> Problem:
Can you rewrite all of the data below as a JSON list of strings, with one string per line and blank lines dropped? Leave the pictures out of your answer.

(Image outline annotation data)

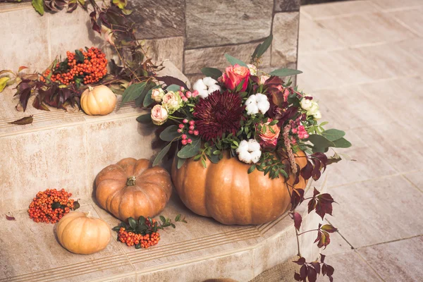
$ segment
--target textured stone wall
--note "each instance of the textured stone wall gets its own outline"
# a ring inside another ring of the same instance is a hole
[[[151,56],[170,59],[188,78],[204,66],[224,68],[225,53],[249,61],[270,32],[274,42],[262,67],[296,67],[300,0],[128,0],[128,5]],[[5,27],[0,69],[25,65],[41,70],[66,50],[104,46],[87,30],[90,18],[80,8],[42,17],[30,3],[2,4],[0,26]]]

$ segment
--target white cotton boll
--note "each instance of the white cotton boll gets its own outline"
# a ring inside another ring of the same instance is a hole
[[[192,85],[192,89],[194,90],[197,90],[200,92],[200,90],[207,90],[207,86],[204,84],[204,82],[203,82],[203,80],[199,79]]]
[[[248,140],[248,151],[249,152],[259,151],[259,150],[260,150],[260,144],[259,144],[258,142],[257,142],[254,139],[250,139]]]
[[[209,76],[207,76],[207,78],[203,78],[203,82],[204,83],[204,85],[206,85],[206,86],[208,86],[209,87],[210,86],[217,84],[217,80],[214,80]]]
[[[196,90],[197,91],[198,91],[198,94],[200,95],[200,97],[204,99],[206,98],[207,96],[209,96],[209,92],[207,91],[207,89],[202,89],[202,90]]]
[[[251,164],[251,154],[248,151],[242,151],[238,154],[240,161],[245,164]]]
[[[262,157],[262,151],[258,150],[252,152],[250,153],[250,155],[251,156],[251,161],[253,164],[255,164],[260,159],[260,157]]]
[[[209,86],[209,90],[207,90],[207,92],[209,94],[212,94],[215,91],[220,91],[220,90],[221,90],[221,87],[216,84],[214,84],[213,85]]]
[[[239,153],[242,151],[248,151],[248,141],[243,140],[240,142],[240,145],[236,148],[235,152]]]

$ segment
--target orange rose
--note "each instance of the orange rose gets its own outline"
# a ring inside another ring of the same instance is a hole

> Solved problem:
[
  "$ segment",
  "--target textured stone wall",
  "--note \"each instance of the textured stone wall gets its own outline\"",
  "# a ring inside another ring of the same instance is a hole",
  "[[[151,56],[170,59],[188,78],[204,66],[224,68],[225,53],[249,61],[270,32],[274,42],[262,67],[296,67],[300,0],[128,0],[128,5]],[[5,27],[0,69],[25,65],[41,70],[66,50],[104,46],[87,30],[90,18],[80,8],[42,17],[30,3],[2,4],[0,26]]]",
  "$ segment",
  "--target white cotton boll",
  "--note \"each instance of the white cotton boll gets its own outline\"",
  "# a ring inside another ring of the same instance is a hole",
  "[[[192,85],[192,89],[194,90],[197,90],[200,92],[200,90],[207,90],[207,86],[204,84],[204,82],[203,82],[203,80],[199,79]]]",
  "[[[248,140],[248,151],[249,152],[259,151],[259,150],[260,150],[260,144],[259,144],[258,142],[257,142],[254,139],[250,139]]]",
  "[[[209,76],[207,76],[207,78],[203,78],[203,82],[204,83],[204,85],[206,85],[206,86],[208,86],[209,87],[210,86],[217,84],[217,80],[214,80]]]",
  "[[[196,90],[197,91],[198,91],[198,94],[200,95],[200,97],[204,99],[206,98],[207,96],[209,96],[209,92],[207,91],[207,89],[202,89],[202,90]]]",
  "[[[251,164],[251,154],[248,151],[242,151],[238,154],[240,161],[245,164]]]",
  "[[[262,157],[262,151],[258,150],[252,152],[250,153],[250,155],[251,156],[251,161],[253,164],[255,164],[260,159],[260,157]]]",
  "[[[209,86],[209,90],[207,90],[207,92],[209,94],[212,94],[215,91],[220,91],[220,90],[221,90],[221,87],[216,84],[214,84],[213,85]]]",
  "[[[239,153],[242,151],[248,151],[248,141],[243,140],[240,142],[240,145],[236,148],[235,152]]]",
  "$ segment",
  "--target orange rose",
  "--note \"each instance of the orange rose gets its own outline\"",
  "# a ring inside another ring of the same instance is a hole"
]